── Texte fourni
Il s’agit de rendre l’oral, le parlé, avec ses hésitations, tâtonnements, repentirs, redites, vides, insistances. La redondance devient donc une figure de style privilégiée, à la fois caractérielle et musicale (cf. Mort à crédit p. 863 : « toute la lune, dans sa totalité complète »). L’oral est ce qui disparaît avec l’instant ; il faut donc s’assurer que le message a été transmis ; alors, la redondance vient conjurer le bruit, et remplacer le geste supposé mais non vu, le souffle suggéré mais non entendu. Si le locuteur (et souvent l’auteur) est caractériel, agacé, en rage, les répétitions se démultiplient, les ressassements prolifèrent jusqu’à un ‘gâtisme’ final, dont on ne sait trop s’il est spontané ou joué (avec Céline, la différence entre les deux est toujours très sujette à caution).
────
── Données fournies
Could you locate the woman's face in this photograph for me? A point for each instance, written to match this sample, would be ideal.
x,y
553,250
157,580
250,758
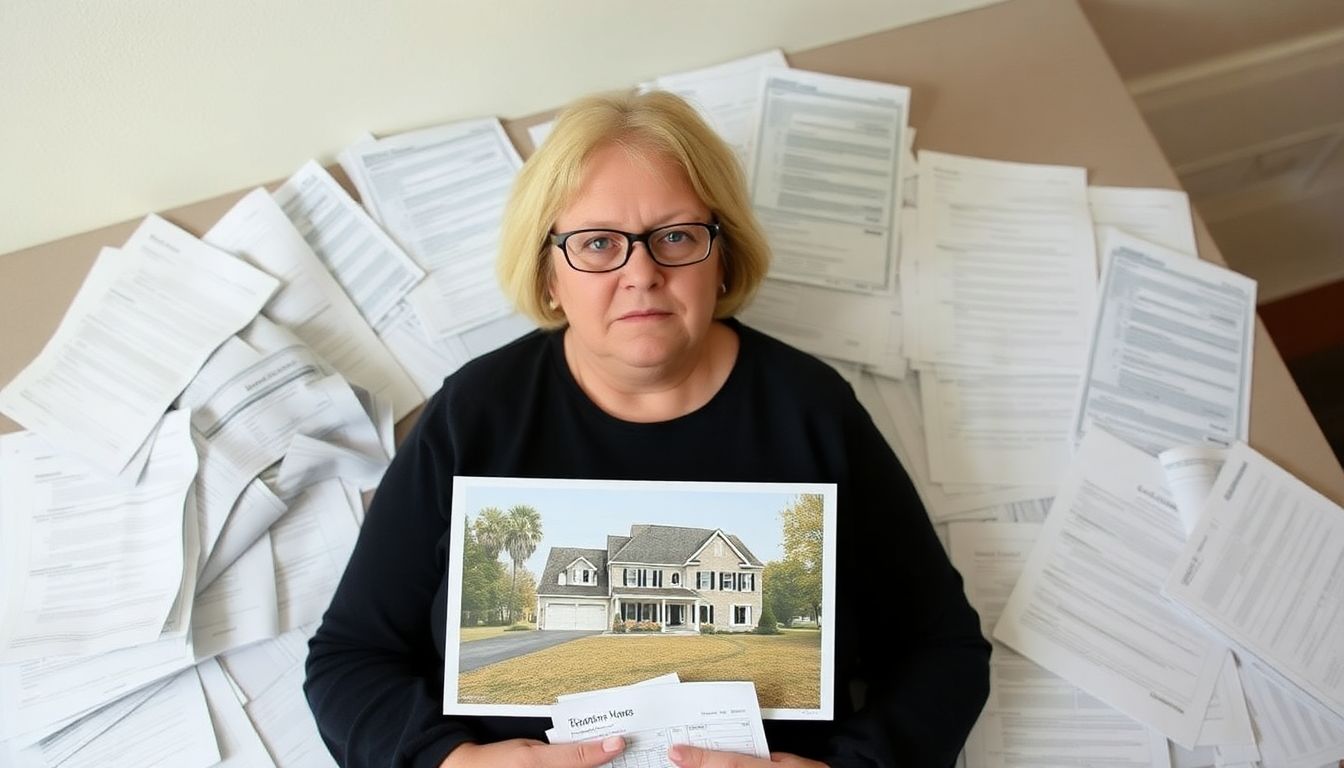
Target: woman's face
x,y
643,315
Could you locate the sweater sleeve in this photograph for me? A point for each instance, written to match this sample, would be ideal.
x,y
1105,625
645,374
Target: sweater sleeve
x,y
374,677
924,662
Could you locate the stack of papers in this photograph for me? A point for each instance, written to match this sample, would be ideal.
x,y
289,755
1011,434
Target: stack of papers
x,y
1065,381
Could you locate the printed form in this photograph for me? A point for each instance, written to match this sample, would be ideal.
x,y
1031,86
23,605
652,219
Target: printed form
x,y
309,301
722,716
143,323
825,178
1265,568
1089,603
727,96
1034,717
1169,361
441,193
1007,264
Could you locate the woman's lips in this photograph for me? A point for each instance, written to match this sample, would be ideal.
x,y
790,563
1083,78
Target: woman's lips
x,y
644,315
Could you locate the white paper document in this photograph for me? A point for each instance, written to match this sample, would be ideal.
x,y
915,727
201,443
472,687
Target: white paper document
x,y
829,323
985,427
722,716
309,301
1265,568
1155,215
1294,731
239,747
40,696
1089,603
1169,361
285,724
441,194
311,545
727,96
86,565
239,607
825,178
372,269
1191,471
143,323
1034,717
1005,264
170,729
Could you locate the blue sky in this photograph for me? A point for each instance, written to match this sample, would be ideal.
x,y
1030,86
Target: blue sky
x,y
583,517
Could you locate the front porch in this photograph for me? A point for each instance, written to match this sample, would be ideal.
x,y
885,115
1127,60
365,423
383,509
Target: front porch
x,y
672,613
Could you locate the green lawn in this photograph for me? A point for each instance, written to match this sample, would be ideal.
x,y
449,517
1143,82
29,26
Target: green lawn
x,y
786,669
481,632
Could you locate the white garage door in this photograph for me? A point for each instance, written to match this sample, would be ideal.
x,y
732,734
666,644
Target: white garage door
x,y
575,616
559,616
────
§ **Exercices proposés**:
A: Traduisez en anglais cette phrase du texte fourni : « Il s’agit de rendre l’oral, le parlé, avec ses hésitations, tâtonnements, repentirs, redites, vides, insistances. »
B: Recopiez fidèlement le passage du texte fourni compris entre « Il s’agit de » et « sujette à caution). », ces deux bornes incluses.

§ **Réponses par exercice**:
A: The aim is to render orality, spoken language, with its hesitations, fumblings, second thoughts, restatements, gaps, and points of emphasis.

B:
Il s’agit de rendre l’oral, le parlé, avec ses hésitations, tâtonnements, repentirs, redites, vides, insistances. La redondance devient donc une figure de style privilégiée, à la fois caractérielle et musicale (cf. Mort à crédit p. 863 : « toute la lune, dans sa totalité complète »). L’oral est ce qui disparaît avec l’instant ; il faut donc s’assurer que le message a été transmis ; alors, la redondance vient conjurer le bruit, et remplacer le geste supposé mais non vu, le souffle suggéré mais non entendu. Si le locuteur (et souvent l’auteur) est caractériel, agacé, en rage, les répétitions se démultiplient, les ressassements prolifèrent jusqu’à un ‘gâtisme’ final, dont on ne sait trop s’il est spontané ou joué (avec Céline, la différence entre les deux est toujours très sujette à caution).